Abstract

Abstract. We investigate the identifiability of the climate by limited proxy data. We test a data assimilation approach through perfect model pseudoproxy experiments, using a simple likelihood-based weighting based on the particle filtering process. Our experimental set-up enables us to create a massive 10 000-member ensemble at modest computational cost, thus enabling us to generate statistically robust results. We find that the method works well when data are sparse and imprecise, but in this case the reconstruction has a rather low accuracy as indicated by residual RMS errors. Conversely, when data are relatively plentiful and accurate, the estimate tracks the target closely, at least when considering the hemispheric mean. However, in this case, our prior ensemble size of 10 000 appears to be inadequate to correctly represent the true posterior, and the regional performance is poor. Using correlations to assess performance gives a more encouraging picture, with significant correlations ranging from about 0.3 when data are sparse to values over 0.7 when data are plentiful, but the residual RMS errors are substantial in all cases. Our results imply that caution is required in interpreting climate reconstructions, especially when considering the regional scale, as skill on this basis is markedly lower than on the large scale of hemispheric mean temperature.

Stored rows:
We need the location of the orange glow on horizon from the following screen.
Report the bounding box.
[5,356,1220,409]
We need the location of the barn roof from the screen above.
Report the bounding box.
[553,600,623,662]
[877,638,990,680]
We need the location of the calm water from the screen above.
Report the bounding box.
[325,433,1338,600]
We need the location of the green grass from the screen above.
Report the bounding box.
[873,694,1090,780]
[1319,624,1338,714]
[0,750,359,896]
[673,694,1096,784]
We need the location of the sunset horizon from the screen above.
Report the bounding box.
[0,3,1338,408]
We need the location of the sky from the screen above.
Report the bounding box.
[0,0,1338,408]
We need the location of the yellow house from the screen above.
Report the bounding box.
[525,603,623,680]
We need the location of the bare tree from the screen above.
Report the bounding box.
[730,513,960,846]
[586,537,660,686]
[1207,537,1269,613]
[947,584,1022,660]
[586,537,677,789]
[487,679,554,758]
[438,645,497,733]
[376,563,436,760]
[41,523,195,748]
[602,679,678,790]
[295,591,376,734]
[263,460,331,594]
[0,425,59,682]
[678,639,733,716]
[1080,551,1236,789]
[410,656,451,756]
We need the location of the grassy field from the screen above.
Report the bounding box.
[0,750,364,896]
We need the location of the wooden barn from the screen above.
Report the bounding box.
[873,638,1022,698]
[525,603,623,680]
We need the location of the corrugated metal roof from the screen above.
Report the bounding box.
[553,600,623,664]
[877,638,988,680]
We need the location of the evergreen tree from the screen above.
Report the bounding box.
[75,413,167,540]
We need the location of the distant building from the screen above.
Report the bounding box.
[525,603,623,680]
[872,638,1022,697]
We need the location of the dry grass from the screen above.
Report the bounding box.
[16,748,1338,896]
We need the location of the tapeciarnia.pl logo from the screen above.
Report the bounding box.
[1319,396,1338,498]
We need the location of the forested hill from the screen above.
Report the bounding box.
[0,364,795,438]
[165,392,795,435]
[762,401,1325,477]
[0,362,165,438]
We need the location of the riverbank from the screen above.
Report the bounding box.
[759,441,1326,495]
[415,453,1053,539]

Short problem: Decide whether the abstract on climate reconstruction above supports each of these statements, answering yes or no and quoting the deciding words: (a) The experiments used an ensemble of 10 000 members. (b) When data are plentiful and accurate, regional performance is good. (c) Correlations exceed 0.7 when data are sparse.

Right answer:
(a) Yes: "a massive 10 000-member ensemble at modest computational cost"
(b) No: "the regional performance is poor"
(c) No: "ranging from about 0.3 when data are sparse to values over 0.7 when data are plentiful"